* **EXCERPTED TEXT**
::::

ANCHORAGE, Alaska — Musher Brent Sass won the arduous Iditarod Trail Sled Dog Race across Alaska on Tuesday as his team of 11 dogs dashed off the Bering Sea ice through a crowd of fans in downtown Nome.

Sass mushed down Front Street and across the finish line just before 6 a.m.

Fans lined the street welcoming the popular musher to the finish line. Some gave him high-fives as a police cruiser escorted Sass the final few blocks to the burled arch that marked his victory.

It's the first Iditarod win ever for Sass, a wilderness guide and kennel owner who was running in his seventh Iditarod. His previous best finish was third last year.

Running in second place was the defending champion Dallas Seavey.

The 42-year-old native of Minnesota had a 2½ hour lead over Seavey on Monday night. All mushers must take a mandatory eight-hour break in White Mountain before making the final push for the finish in Nome. He held his lead in Safety, the last checkpoint before the finish line.

::::

Region annotation entries:
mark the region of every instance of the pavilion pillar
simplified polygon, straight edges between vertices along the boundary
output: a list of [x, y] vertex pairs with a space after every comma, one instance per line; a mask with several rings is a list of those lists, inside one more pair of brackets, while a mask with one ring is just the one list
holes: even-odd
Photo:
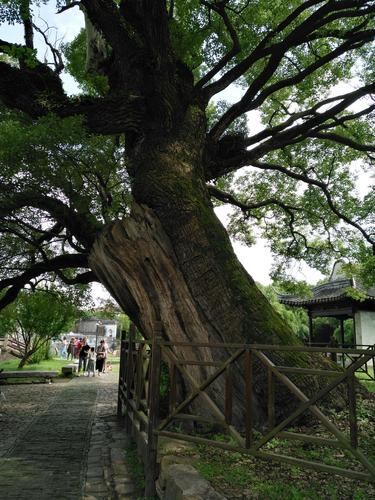
[[341, 347], [344, 347], [345, 344], [344, 318], [340, 318], [340, 339], [341, 339]]
[[308, 310], [308, 315], [309, 315], [309, 345], [311, 345], [313, 339], [313, 322], [312, 322], [311, 309]]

::::

* **EXERCISE TASK A**
What was Brent Sass's best previous finish, according to the Iditarod article?
* **EXERCISE TASK B**
Reproduce the Iditarod article starting with "ANCHORAGE, Alaska —" and going on through "champion Dallas Seavey.".
The listing comes from a separate source.

* **RIGHT ANSWER A**
Third place, last year.

* **RIGHT ANSWER B**
ANCHORAGE, Alaska — Musher Brent Sass won the arduous Iditarod Trail Sled Dog Race across Alaska on Tuesday as his team of 11 dogs dashed off the Bering Sea ice through a crowd of fans in downtown Nome.

Sass mushed down Front Street and across the finish line just before 6 a.m.

Fans lined the street welcoming the popular musher to the finish line. Some gave him high-fives as a police cruiser escorted Sass the final few blocks to the burled arch that marked his victory.

It's the first Iditarod win ever for Sass, a wilderness guide and kennel owner who was running in his seventh Iditarod. His previous best finish was third last year.

Running in second place was the defending champion Dallas Seavey.